### DATASET ENTRIES
::::

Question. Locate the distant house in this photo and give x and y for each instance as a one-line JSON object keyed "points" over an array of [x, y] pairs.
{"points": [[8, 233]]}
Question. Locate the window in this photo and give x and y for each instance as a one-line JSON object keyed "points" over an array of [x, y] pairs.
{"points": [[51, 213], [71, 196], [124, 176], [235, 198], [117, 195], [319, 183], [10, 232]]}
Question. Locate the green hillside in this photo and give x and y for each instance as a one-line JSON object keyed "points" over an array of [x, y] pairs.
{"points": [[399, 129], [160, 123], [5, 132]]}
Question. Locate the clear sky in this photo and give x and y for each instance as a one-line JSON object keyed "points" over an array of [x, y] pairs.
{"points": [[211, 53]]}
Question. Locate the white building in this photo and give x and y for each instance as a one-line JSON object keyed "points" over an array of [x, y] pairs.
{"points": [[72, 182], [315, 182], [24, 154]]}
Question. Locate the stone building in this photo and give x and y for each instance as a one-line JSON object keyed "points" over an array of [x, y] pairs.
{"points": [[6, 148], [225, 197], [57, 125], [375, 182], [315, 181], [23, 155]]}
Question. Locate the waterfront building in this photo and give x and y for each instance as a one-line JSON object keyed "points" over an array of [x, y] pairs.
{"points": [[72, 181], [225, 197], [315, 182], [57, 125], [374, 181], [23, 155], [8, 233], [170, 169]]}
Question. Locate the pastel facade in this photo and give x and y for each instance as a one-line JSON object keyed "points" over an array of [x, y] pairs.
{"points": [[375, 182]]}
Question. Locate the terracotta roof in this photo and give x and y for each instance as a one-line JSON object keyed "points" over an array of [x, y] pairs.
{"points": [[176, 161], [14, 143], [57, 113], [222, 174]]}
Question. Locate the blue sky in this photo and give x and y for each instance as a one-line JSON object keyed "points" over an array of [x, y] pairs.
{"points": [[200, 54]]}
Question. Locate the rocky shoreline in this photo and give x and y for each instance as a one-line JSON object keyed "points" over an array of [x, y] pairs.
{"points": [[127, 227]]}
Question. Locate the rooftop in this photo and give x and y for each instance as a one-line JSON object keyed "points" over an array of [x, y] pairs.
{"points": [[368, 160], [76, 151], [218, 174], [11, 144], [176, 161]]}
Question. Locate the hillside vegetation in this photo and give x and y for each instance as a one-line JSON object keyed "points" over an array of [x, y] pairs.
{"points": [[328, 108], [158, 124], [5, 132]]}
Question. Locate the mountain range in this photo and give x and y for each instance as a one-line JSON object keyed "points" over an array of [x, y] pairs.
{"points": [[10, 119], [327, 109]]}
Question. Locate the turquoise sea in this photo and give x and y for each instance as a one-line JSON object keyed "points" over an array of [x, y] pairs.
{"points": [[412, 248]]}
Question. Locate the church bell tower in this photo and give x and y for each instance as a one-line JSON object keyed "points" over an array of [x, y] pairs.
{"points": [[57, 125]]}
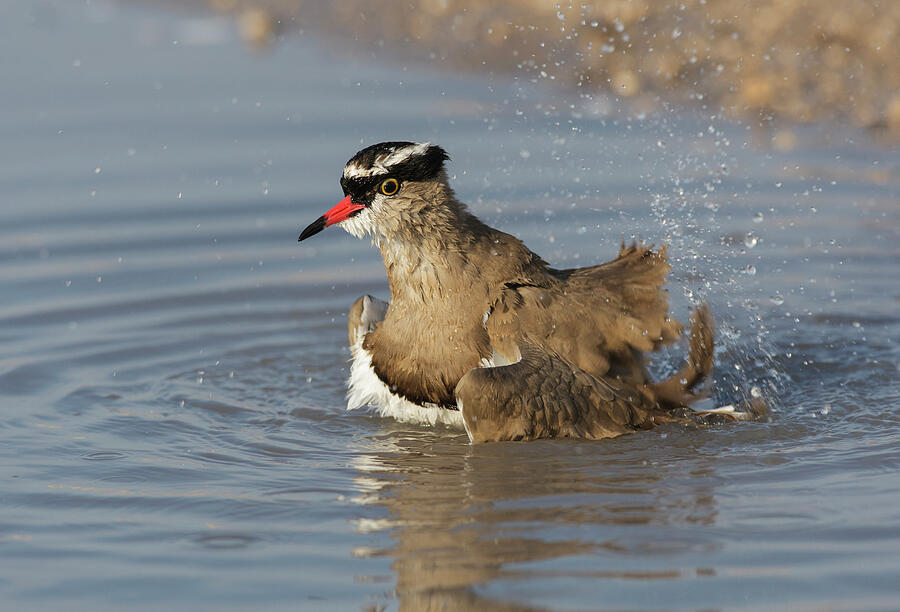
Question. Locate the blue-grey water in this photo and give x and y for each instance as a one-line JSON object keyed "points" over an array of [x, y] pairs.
{"points": [[172, 362]]}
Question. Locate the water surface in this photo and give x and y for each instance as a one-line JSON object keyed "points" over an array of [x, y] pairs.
{"points": [[173, 363]]}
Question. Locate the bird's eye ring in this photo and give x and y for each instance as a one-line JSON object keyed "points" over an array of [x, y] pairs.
{"points": [[389, 186]]}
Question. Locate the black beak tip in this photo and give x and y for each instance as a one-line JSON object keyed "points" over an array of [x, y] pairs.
{"points": [[312, 229]]}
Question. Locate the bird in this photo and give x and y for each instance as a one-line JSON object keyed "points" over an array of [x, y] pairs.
{"points": [[481, 332]]}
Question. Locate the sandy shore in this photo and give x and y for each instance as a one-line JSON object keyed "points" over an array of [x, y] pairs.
{"points": [[802, 60]]}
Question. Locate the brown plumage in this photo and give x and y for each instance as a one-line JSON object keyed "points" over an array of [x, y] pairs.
{"points": [[465, 295]]}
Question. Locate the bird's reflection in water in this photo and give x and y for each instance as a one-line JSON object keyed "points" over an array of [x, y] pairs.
{"points": [[462, 516]]}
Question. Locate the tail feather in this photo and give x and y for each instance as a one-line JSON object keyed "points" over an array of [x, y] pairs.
{"points": [[679, 389]]}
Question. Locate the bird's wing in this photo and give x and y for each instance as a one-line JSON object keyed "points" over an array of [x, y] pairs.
{"points": [[628, 293], [599, 318], [545, 396]]}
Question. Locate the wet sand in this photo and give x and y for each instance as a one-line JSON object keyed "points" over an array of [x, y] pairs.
{"points": [[796, 60]]}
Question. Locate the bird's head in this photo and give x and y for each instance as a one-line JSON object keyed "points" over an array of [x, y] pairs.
{"points": [[387, 187]]}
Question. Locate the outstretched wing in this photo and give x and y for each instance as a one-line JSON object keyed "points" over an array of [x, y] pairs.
{"points": [[599, 318], [545, 396]]}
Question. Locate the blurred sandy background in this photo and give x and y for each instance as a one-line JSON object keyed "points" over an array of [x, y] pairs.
{"points": [[767, 61]]}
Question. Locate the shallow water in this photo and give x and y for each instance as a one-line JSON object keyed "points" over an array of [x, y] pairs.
{"points": [[173, 363]]}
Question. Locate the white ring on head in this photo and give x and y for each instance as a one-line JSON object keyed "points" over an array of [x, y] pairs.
{"points": [[383, 162]]}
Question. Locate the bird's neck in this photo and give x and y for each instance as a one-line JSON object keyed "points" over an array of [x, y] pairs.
{"points": [[434, 255]]}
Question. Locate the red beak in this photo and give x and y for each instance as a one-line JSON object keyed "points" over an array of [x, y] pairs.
{"points": [[344, 209]]}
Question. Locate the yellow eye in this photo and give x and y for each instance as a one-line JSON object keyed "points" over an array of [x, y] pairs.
{"points": [[390, 187]]}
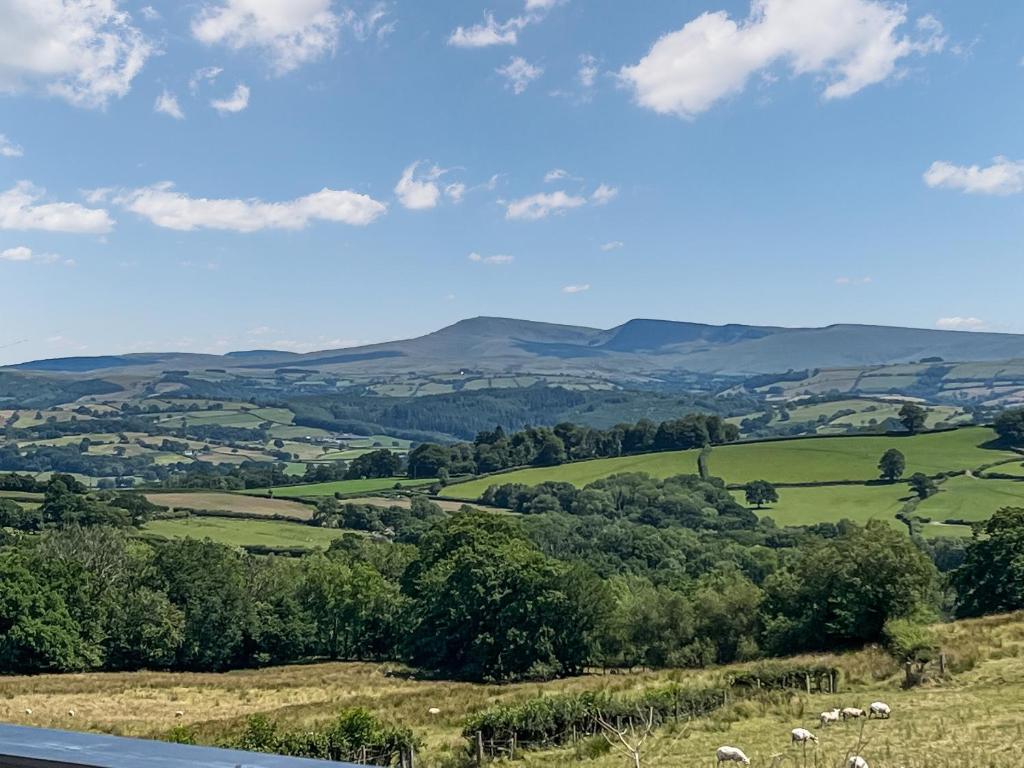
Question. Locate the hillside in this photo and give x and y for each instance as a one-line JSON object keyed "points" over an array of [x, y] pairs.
{"points": [[637, 347], [969, 719]]}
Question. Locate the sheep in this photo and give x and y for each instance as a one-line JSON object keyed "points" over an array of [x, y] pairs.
{"points": [[731, 755], [802, 736], [879, 709], [828, 717]]}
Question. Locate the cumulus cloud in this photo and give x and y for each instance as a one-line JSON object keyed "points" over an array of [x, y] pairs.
{"points": [[543, 205], [20, 209], [167, 103], [24, 253], [1004, 176], [238, 101], [8, 148], [603, 195], [84, 51], [961, 324], [495, 260], [518, 74], [419, 193], [850, 44], [167, 208], [291, 32]]}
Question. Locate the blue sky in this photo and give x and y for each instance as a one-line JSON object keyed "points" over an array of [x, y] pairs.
{"points": [[303, 174]]}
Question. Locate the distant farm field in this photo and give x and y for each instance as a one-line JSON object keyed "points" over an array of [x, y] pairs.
{"points": [[242, 532], [215, 502], [802, 460], [806, 506], [339, 486]]}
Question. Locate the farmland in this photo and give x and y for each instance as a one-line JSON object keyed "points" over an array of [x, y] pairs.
{"points": [[969, 720]]}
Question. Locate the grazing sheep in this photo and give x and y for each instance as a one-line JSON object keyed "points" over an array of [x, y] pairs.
{"points": [[731, 755], [802, 735], [879, 709], [828, 717]]}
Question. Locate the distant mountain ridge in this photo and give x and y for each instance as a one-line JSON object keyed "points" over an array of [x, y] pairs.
{"points": [[638, 347]]}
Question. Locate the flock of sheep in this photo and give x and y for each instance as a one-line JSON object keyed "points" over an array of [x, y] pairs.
{"points": [[803, 736]]}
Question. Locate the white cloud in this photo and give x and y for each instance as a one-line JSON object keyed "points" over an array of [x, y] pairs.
{"points": [[84, 51], [167, 103], [497, 259], [543, 205], [8, 148], [419, 194], [204, 75], [19, 209], [23, 253], [849, 44], [519, 73], [173, 210], [293, 32], [456, 192], [603, 195], [961, 324], [588, 71], [238, 101], [1004, 176], [847, 281]]}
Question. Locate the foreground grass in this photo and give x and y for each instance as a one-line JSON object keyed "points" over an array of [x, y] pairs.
{"points": [[244, 532], [973, 719]]}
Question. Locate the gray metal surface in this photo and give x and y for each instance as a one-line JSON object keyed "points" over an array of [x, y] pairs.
{"points": [[22, 747]]}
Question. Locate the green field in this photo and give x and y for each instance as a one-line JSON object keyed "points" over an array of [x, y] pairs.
{"points": [[971, 499], [803, 460], [339, 486], [242, 532], [806, 506]]}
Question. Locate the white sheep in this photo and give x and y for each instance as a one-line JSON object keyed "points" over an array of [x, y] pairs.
{"points": [[731, 755], [802, 736], [880, 709], [828, 717]]}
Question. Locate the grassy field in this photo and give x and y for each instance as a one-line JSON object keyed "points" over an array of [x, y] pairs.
{"points": [[971, 499], [805, 506], [242, 532], [314, 489], [216, 502], [974, 719], [804, 460]]}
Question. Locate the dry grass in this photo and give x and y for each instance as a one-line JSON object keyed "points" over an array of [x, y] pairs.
{"points": [[975, 718]]}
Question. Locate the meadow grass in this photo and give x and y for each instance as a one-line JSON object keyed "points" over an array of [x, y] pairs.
{"points": [[972, 719], [315, 489], [244, 532]]}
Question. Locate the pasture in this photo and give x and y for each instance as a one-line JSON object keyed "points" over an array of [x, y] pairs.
{"points": [[345, 487], [793, 461], [244, 532], [970, 720], [222, 502]]}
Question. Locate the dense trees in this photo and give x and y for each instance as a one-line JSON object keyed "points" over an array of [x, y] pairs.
{"points": [[892, 465]]}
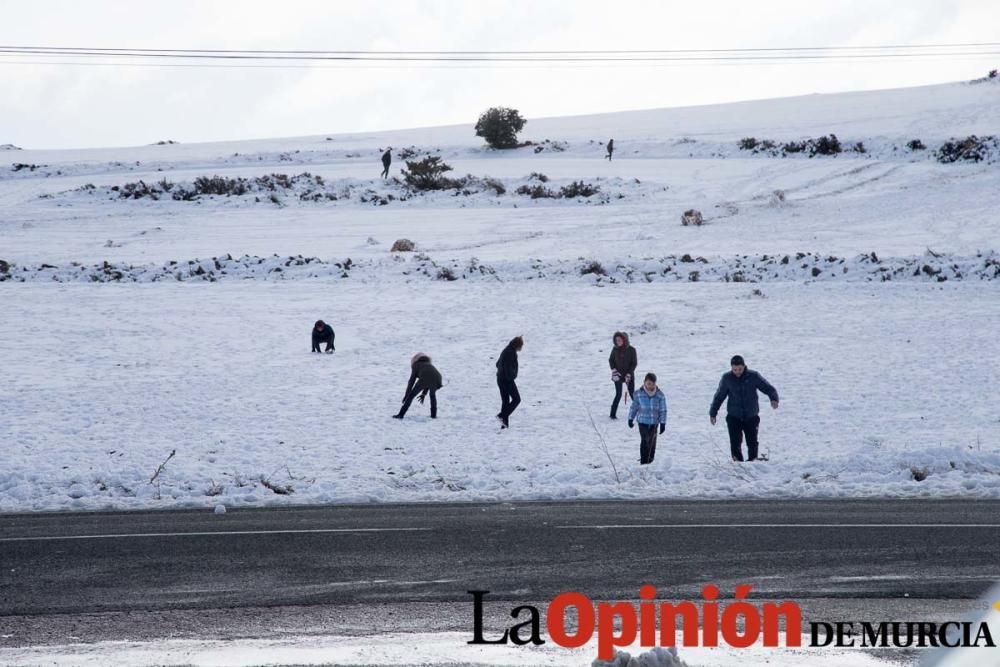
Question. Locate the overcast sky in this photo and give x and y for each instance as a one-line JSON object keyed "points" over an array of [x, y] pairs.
{"points": [[51, 106]]}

::::

### TASK PROMPT
Pictures do not go in the copy. Write out exactly the lines from the line containing "Question. Locate the foreground" through the last line of the listing.

### WRITTEN RESPONSE
Question. Locate the foreground grass in this photo and give x and y for each instance as a one-line JSON object keyed "points" over an array of [x, y] pairs.
{"points": [[244, 532], [973, 719]]}
Question. Locate the gray metal surface in this photo and give x and y for each instance as a one-line JSON object keyed "points" over an array of [x, y] pairs.
{"points": [[22, 747]]}
Question. Locate the green field in this photo and give x and y for each instance as a one-line JSON object keyed "points" over an array of [x, y] pairs.
{"points": [[971, 499], [803, 460], [339, 486], [242, 532], [806, 506]]}
Question. Locate the white sheep in this photo and give x and y for each instance as a one-line JSON object keyed "points" over an array of [x, y] pairs.
{"points": [[731, 755], [802, 736], [880, 709], [828, 717]]}
Question. Locate the grassy field in this photo and give x and y for each instance as a one-line JSON object keyed "points" over an array of [x, y] pairs.
{"points": [[971, 499], [805, 506], [242, 532], [314, 489], [216, 502], [974, 719], [804, 460]]}
Question. Locate the dry grass in this photo and give x and y for each instance as a one-line JSON object keyed "points" over an array of [x, y] pairs.
{"points": [[975, 718]]}
Question. Locate the meadow grass in this photo and give x and y for each instance as a one-line JSON object keyed "points" over an array of [x, y] pairs.
{"points": [[972, 719], [315, 489], [244, 532]]}
Question. Locate the pasture in this photo and give x and y for each instance as a one-line JSON object keyed "points" over an array of [x, y] pairs.
{"points": [[345, 487], [793, 461], [244, 532], [970, 720], [222, 502]]}
Question. Locate the dense trees in this photo and give x and y for each instance as a one-line JSON object keyed "points" over an array of [x, y] pairs.
{"points": [[892, 465]]}
Question. Locate the overcast sky in this photo and give x and y for each instance as a one-line JSON object keyed "points" over an array of [x, y] pairs.
{"points": [[51, 106]]}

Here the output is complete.